### WHAT YOU SHOULD DO
Without the pictures, write out every entry that follows exactly.
___ SOURCE DATA
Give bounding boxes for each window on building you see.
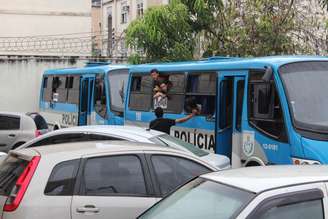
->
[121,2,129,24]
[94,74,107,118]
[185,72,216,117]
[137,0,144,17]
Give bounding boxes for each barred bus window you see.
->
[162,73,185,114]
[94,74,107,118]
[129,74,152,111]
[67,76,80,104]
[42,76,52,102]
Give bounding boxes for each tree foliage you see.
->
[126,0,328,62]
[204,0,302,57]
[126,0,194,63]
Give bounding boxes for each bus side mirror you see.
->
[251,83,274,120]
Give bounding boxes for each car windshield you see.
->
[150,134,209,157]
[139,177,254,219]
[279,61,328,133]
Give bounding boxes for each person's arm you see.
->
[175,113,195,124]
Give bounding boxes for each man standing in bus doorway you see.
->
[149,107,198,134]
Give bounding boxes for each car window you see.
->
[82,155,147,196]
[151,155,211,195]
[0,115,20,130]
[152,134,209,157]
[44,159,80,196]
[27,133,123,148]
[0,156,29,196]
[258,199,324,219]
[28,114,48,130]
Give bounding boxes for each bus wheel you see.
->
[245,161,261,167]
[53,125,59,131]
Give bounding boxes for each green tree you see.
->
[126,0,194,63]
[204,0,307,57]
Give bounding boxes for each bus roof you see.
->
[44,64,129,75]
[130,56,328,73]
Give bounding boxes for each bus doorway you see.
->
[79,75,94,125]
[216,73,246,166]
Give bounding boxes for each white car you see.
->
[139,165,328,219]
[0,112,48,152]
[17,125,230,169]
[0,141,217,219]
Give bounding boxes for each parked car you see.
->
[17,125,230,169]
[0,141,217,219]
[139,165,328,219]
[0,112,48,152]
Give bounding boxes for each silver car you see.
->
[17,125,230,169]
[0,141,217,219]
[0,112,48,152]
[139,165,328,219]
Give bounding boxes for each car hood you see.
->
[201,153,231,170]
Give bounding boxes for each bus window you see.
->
______
### EXERCISE OUTPUT
Give bounding boxes for each window on building you see.
->
[121,2,129,24]
[94,74,107,118]
[185,72,216,117]
[137,0,144,17]
Give bounding boxes for each barred bus window you see.
->
[162,73,185,114]
[94,74,107,118]
[129,74,152,111]
[67,76,80,104]
[42,76,52,102]
Give bounding boxes for each tree foliage you see.
->
[126,0,328,62]
[204,0,302,57]
[126,0,194,63]
Give bounding boxes for each bus side mirror you see.
->
[251,83,274,120]
Give bounding boxes for each car windshield you see.
->
[150,134,209,157]
[139,177,254,219]
[279,61,328,133]
Give bounding boxes for each person's arm you see.
->
[175,113,195,124]
Give bounding boxes for each man standing in bus doorway you see.
->
[149,107,198,134]
Give bounding boxes for each car window you see.
->
[82,155,147,196]
[151,155,211,195]
[0,115,20,130]
[152,134,209,157]
[44,159,80,196]
[27,133,123,148]
[0,156,29,196]
[258,199,324,219]
[28,114,48,130]
Give bounding boxes for each bus wheel you see.
->
[245,161,261,167]
[53,125,59,131]
Give bounding boxes for each green tree you see.
->
[126,0,194,63]
[204,0,307,57]
Give bounding boxes for each bus roof you see.
->
[44,64,129,75]
[130,56,328,73]
Give bounding boxes for each bus doorway you see.
->
[79,75,94,125]
[216,73,246,166]
Give bounding boxes for each white car you see.
->
[139,165,328,219]
[0,112,48,152]
[17,125,230,169]
[0,141,217,219]
Give bounding boxes for each parked car you see.
->
[17,125,230,169]
[0,141,217,219]
[139,165,328,219]
[0,112,48,152]
Give bounding boxes for each silver car you see.
->
[17,125,230,169]
[0,141,217,219]
[0,112,48,152]
[139,165,328,219]
Give bounding boxes for each car hood you see.
->
[201,153,231,170]
Give bounding boxes for each bus window you see.
->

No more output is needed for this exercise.